**Recorded information**
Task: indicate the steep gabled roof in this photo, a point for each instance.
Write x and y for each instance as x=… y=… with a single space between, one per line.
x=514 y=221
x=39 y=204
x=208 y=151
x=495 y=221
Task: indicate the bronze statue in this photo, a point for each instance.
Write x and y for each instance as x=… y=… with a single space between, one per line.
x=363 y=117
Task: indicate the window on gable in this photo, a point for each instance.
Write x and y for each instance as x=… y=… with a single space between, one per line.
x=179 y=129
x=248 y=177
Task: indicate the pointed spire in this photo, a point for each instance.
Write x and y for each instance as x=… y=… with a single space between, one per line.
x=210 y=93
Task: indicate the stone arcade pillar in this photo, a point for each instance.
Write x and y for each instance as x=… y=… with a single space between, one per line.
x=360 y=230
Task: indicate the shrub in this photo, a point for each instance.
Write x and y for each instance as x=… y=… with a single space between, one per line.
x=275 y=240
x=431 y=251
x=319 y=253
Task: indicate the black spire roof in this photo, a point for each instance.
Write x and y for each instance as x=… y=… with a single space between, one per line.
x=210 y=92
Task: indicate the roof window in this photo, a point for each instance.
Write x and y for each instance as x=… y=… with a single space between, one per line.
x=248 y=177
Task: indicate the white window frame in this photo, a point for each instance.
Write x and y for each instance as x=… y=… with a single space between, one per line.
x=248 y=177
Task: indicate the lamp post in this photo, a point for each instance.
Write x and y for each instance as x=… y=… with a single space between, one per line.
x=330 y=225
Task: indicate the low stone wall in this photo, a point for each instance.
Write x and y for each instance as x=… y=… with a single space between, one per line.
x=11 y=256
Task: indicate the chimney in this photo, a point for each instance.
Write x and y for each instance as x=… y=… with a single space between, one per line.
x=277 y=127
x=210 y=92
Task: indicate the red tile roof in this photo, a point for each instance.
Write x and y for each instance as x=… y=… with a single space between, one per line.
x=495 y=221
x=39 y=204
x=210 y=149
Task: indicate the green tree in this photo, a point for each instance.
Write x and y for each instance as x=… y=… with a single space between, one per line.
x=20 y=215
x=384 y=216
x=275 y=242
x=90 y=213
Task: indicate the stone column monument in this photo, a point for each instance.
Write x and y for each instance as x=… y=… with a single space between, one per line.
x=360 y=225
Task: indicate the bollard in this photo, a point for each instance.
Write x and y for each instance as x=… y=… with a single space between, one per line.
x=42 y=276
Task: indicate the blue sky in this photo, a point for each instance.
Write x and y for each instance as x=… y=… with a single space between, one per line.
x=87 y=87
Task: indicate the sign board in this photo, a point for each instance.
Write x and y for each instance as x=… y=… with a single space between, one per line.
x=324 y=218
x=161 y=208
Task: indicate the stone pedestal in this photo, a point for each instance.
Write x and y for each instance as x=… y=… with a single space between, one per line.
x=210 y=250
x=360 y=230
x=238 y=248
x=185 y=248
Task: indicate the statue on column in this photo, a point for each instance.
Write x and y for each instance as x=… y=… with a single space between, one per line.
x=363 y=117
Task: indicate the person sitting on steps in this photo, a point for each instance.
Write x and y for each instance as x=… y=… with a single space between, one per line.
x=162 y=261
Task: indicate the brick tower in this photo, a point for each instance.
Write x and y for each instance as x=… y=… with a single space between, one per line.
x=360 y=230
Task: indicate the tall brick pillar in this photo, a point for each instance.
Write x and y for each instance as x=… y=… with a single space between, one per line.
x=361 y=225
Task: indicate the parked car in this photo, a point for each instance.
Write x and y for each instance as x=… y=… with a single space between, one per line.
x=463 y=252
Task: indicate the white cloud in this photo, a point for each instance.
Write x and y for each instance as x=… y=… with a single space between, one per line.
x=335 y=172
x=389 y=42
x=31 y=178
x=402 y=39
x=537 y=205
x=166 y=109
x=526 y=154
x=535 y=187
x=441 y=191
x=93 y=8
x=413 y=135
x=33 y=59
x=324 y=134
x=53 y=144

**Stated exercise**
Reproduce every item above word for word, keeping each line as it stands.

**Written solution**
Task: indicate the steep gabled roof in this photo, a point for each instance.
Write x and y for each instance as x=… y=… with a single space between, one per line.
x=514 y=221
x=39 y=204
x=208 y=151
x=495 y=221
Task: indicate the bronze statue in this photo, a point for each instance.
Write x and y for each instance as x=… y=… with a single space between, one per line.
x=363 y=117
Task: indicate the window on gable in this photo, a point for each instance.
Write x and y for each instance as x=… y=… with a single space between, one per line.
x=179 y=129
x=248 y=177
Task: indicate the pointed spire in this photo, a point for each instance.
Write x and y for each instance as x=… y=… with a single space between, one per line.
x=210 y=93
Task: indicate the stone arcade pillar in this photo, a point for each instance.
Write x and y for each instance as x=… y=… with a single space between, one per line.
x=360 y=230
Task: indicate the shrub in this photo, a point for each instance.
Write x and y for each instance as x=… y=… with a single space between, one per line.
x=275 y=240
x=431 y=251
x=319 y=253
Task: indicate the black spire roof in this photo, a point for each instance.
Write x and y for each instance as x=… y=… with a single space between, one per line.
x=210 y=92
Task: indicate the roof window in this photo, a point for each instance.
Write x and y for each instance as x=… y=… with a single space between, one per line.
x=248 y=177
Task: indicate the white window frame in this photo, a point for each instance.
Write x and y for each instance as x=… y=… with a single space between, one per line.
x=248 y=177
Task: indicate the lamp post in this photo, a point for each instance.
Write x and y for each instance as x=… y=… with a single space between, one per line.
x=330 y=225
Task: indicate the low stone wall in this photo, a point for each instance.
Write x and y for each instance as x=… y=… with a single space between, one per line.
x=11 y=256
Task: indicate the chimney in this photo, a point for each instance.
Write x and y for each instance as x=… y=… with a single space between, one per line.
x=277 y=127
x=210 y=92
Task: indicate the red tile roof in this photo, a point for each instance.
Write x and y for each instance as x=… y=… with a single space between, one per line.
x=495 y=221
x=39 y=204
x=210 y=149
Task: indicate the green tree in this photo, a point for each instance.
Write x and y for each instance as x=… y=… with a single space between, one per line.
x=20 y=215
x=384 y=216
x=275 y=242
x=90 y=213
Task: indicate the stone column monument in this photo, a point for each instance.
Write x and y for each instance as x=… y=… with a single space between, one per line.
x=360 y=225
Task: indicate the bollard in this photo, a point for each instance.
Write x and y for each instance as x=… y=… with a single space between, one per line.
x=42 y=276
Task: indicate the blue sky in this photo, a point for each instance.
Write x and y for each instance as x=… y=… with a single space between, one per line.
x=87 y=87
Task: indicate the sign board in this photo, a point for each instance.
Write x and y for each instance as x=… y=… with a single space between, one per line.
x=324 y=218
x=161 y=208
Task: indicate the stone pedestal in this photo, a point for each instance.
Write x and y for each instance as x=… y=… with a single space between, one per line.
x=210 y=250
x=360 y=230
x=238 y=248
x=185 y=248
Task: indicate the statue on column in this photo, a point for each instance.
Write x and y for each instance as x=… y=… with a single space between, one per line.
x=363 y=117
Task: indicate the person sitting on steps in this photo, a point for each instance.
Write x and y for each instance as x=… y=… with a single space between, one per line.
x=162 y=261
Task: indicate the brick tower in this photo, a point for each instance.
Write x and y for each instance as x=… y=… with a single space between, one per line.
x=360 y=230
Task: indicate the tall brick pillar in this photo, a point for each instance.
Write x and y for each instance as x=… y=… with a single space between, one per line.
x=361 y=225
Task: indicate the parked car in this photo, a point for each instance.
Write x and y for each instance as x=… y=… with a single space between, one per line.
x=463 y=252
Task: indicate the white cloud in this photo, a point for each instance.
Write x and y for each instance as x=… y=… with a single space between, one per line.
x=335 y=172
x=389 y=42
x=31 y=178
x=402 y=39
x=537 y=205
x=166 y=109
x=526 y=154
x=535 y=187
x=441 y=191
x=93 y=8
x=413 y=135
x=33 y=59
x=324 y=134
x=53 y=144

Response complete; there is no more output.